**GIVEN PASSAGE**
-- Opening Marker --

You have prepared 100.0 mL of a 0.100 mol/L solution of copper (lI) sulfate, in Part A. Now you will dilute this solution to one-tenth of its concentration.
- Using the 10.0 mL delivery pipette, transfer exactly 10.0 mL of the 0.100 mol/L CuSO4 solution to another 100.0 mL volumetric flask.
- Using the wash bottle, carefully add deionized water to the volumetric flask until the meniscus reaches the 100.0 mL mark.
- Stopper the volumetric flask and invert several times.
- Record observations on the color intensity of the diluted solution in your table.
- Transfer the solution you just prepared into a labelled beaker reading “concentrated”.
- Rinse the volumetric flask twice with tap water and twice with distilled water.
- Pour 10 mL of each CuSO4·5H2O(s) solution into one 50 mL beaker. (you will be mixing the two solutions in equal proportions in the same beaker
- Use a conductivity tester to test the electrical conductivity of each solution. Record the observations in your table.
Present your quantitative and qualitative observations in a neat and well organized table. Include your calculations USING UNITS.
Analysis – COPY THE FOLLOWING QUESTIONS and answer them based in your results:
- How many grams of CuSO4·5H2O(s) were necessar to prepare 100.0 mL of a solution 0.100 M? (Show your work and units)
- Did you include the mass of the water in your measurements? Why?
- Why do you need to record the mass of the dry beaker?
- Why is it important to rinse several times the beaker; the funnel and the stirring rod and include this liquid in the solution?
- Which is the molarity of the solution prepared in PART A?
- Read again step 9 of PART A. The second sentence says “BE CAREFUL……” Why is this important?
- Why do you need to stopper the volumetric flask and invert it several times?
- What happens if you skip this step?

-- Closing Marker --

**ENTRIES PROVIDED**
-- Opening Marker --

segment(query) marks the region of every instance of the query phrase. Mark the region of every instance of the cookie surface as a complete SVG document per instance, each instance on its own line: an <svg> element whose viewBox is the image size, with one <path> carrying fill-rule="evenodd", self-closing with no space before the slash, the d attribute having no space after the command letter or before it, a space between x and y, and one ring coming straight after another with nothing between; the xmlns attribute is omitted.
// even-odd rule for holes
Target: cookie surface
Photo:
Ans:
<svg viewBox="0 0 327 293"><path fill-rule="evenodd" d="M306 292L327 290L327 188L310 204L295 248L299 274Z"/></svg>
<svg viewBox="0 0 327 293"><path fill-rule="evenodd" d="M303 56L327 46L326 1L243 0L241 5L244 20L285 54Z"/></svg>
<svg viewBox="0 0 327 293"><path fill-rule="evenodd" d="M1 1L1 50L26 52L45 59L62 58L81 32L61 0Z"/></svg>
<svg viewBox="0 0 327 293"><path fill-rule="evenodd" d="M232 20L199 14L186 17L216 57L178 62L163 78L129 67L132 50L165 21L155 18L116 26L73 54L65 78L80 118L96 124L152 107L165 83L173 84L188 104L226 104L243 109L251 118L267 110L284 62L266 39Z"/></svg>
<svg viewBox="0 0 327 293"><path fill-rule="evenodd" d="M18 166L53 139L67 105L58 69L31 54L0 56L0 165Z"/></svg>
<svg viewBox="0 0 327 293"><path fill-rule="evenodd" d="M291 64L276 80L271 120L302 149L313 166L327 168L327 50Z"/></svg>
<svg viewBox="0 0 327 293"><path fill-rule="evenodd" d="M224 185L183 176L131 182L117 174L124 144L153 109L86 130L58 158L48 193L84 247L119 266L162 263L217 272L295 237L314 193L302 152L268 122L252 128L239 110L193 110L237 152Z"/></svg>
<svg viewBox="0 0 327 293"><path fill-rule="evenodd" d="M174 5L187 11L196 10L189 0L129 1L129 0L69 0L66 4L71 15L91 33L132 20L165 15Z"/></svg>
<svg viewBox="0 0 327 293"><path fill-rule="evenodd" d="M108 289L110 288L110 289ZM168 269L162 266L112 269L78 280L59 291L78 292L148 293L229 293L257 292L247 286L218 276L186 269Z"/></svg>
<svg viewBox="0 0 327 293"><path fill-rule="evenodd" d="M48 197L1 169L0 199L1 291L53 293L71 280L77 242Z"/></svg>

-- Closing Marker --

**CHECK YOUR UNDERSTANDING**
1) In the copper sulfate dilution lab procedure, what volume of the 0.100 mol/L CuSO4 solution goes into the second 100.0 mL volumetric flask?
2) Continue the copper sulfate dilution lab procedure from its last analysis question.

**OUTPUTS FOR THE TASKS**
1) Exactly 10.0 mL.

2)
- How many moles of solute did you extract in the 10 mL of the solution A to form the new diluted solution?
- Use the dilution formula to calculate the molar concentration of the diluted solution. Show all work.
- Compare the colour intensity of the original and diluted solutions, and account for the differences in terms of the number of moles of solute in each 100.0 mL volume.
- Compare the electrical conductivity of the original and diluted solutions. In terms of the relative amounts of dissolved ions in each solution, account for the different conductivities of the solutions.
Make a general statement about the differences between concentrated and dilute solutions.
- Let’s say you measure out 20.0 mL of the original CuSO4 solution and 40.0 mL of the diluted CuSO4 solution. Which solution contains more moles of solute? Support your choice with detailed calculations.
- Use labeled diagrams to illustrate the differences between a graduated pipette and a delivery pipette.
- Describe a situation in which you would you use a graduated pipette instead of a delivery pipette.
- Is blowing the last drop out of a delivery or graduated pipette considered to be proper technique?
- Why should you never draw a solution into a pipette by mouth?